#### BRIEF A
Please copy the Sjogren's Disease passage word for word from "One of the most" to "protection against infections.".
#### BRIEF B
Carry on the Sjogren's Disease passage, starting right after its final sentence.

--- SOURCE PASSAGE ---

Sjogren's Disease is a chronic autoimmune disease in the rheumatic disease family
How Sjogren's Syndrome Contributes to Chronic Dry Eye Disease and Meibomian Gland Dysfunction

What is Sjogren's Disease?

Sjogren's Disease, also known as Sjogren Syndrome, is a chronic autoimmune disorder that affects approximately 0.5-1% of the population.


The disease primarily affects the exocrine glands, which are responsible for producing saliva, tears, and other bodily fluids.


As a result, individuals with Sjogren's Disease often suffer from dry eyes, dry mouth, and other symptoms.


Does Sjogren's Cause Chronic Dry Eyes?

One of the most common manifestations of Sjogren's Disease is dry eye disease (DED), which is characterized by a lack of tear production and/or poor quality of tears.


Tears are essential for maintaining the health of the ocular surface, providing lubrication, nourishment, and protection against infections.

--- THE DATA ---

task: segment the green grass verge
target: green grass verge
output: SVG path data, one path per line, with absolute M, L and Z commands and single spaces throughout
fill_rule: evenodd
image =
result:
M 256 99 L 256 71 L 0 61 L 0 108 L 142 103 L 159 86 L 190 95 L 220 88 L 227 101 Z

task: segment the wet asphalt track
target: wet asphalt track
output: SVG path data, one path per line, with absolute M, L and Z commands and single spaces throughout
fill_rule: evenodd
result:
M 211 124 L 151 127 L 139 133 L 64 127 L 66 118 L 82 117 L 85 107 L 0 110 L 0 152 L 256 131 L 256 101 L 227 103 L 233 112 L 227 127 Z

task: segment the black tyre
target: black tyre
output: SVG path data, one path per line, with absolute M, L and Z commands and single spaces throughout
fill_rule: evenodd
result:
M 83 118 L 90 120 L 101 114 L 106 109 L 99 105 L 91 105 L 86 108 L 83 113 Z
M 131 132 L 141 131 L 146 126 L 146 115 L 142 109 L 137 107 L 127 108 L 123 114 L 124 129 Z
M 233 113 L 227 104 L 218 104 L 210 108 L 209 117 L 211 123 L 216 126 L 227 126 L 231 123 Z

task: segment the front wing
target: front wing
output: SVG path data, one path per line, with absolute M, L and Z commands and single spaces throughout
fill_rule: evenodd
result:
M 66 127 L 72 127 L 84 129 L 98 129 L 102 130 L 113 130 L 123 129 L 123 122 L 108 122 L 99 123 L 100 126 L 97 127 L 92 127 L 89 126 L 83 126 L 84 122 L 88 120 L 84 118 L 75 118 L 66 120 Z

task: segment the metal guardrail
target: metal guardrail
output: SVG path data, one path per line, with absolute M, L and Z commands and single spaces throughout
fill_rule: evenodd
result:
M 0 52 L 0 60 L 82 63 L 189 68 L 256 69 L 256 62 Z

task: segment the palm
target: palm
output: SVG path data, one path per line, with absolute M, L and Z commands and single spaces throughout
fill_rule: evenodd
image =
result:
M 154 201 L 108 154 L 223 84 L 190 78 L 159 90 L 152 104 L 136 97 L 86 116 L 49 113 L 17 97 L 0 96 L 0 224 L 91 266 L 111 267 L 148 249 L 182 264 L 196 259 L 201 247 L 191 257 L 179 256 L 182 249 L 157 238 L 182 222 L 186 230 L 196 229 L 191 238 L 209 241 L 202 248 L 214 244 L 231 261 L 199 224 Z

---

#### WRITTEN RESPONSE A
One of the most common manifestations of Sjogren's Disease is dry eye disease (DED), which is characterized by a lack of tear production and/or poor quality of tears.


Tears are essential for maintaining the health of the ocular surface, providing lubrication, nourishment, and protection against infections.

#### WRITTEN RESPONSE B
Tears are composed of three main components:

  • water,

  • lipids (oils),

  • and mucins (glycoproteins).

What is the lacrimal and meibomian glands?

The lacrimal gland, located above the eye, produces the aqueous component of tears, which makes up the majority of the tear volume.


The meibomian glands, located in the eyelids, produce the lipid component, which is essential for preventing evaporation of the tears. The mucin component is produced by the goblet cells located on the conjunctiva, the clear membrane that covers the white part of the eye.


How does Sjogren's impact the lacrimal and meibomian glands?

In Sjogren's Disease, the immune system attacks the exocrine glands, leading to reduced tear production and poor quality of tears.


Meibomian gland dysfunction (MGD) is also common in individuals with Sjogren's Disease, as the disease can cause inflammation and damage to the meibomian glands, leading to poor quality of lipids and evaporation of tears.


The reduced quantity and quality of tears in Sjogren's Disease can lead to a range of symptoms, including eye irritation, redness, pain, and sensitivity to light.


Individuals with Sjogren's Disease are also at increased risk of developing corneal ulcers and other ocular surface diseases.


What treatment is available for Sjogren's patients?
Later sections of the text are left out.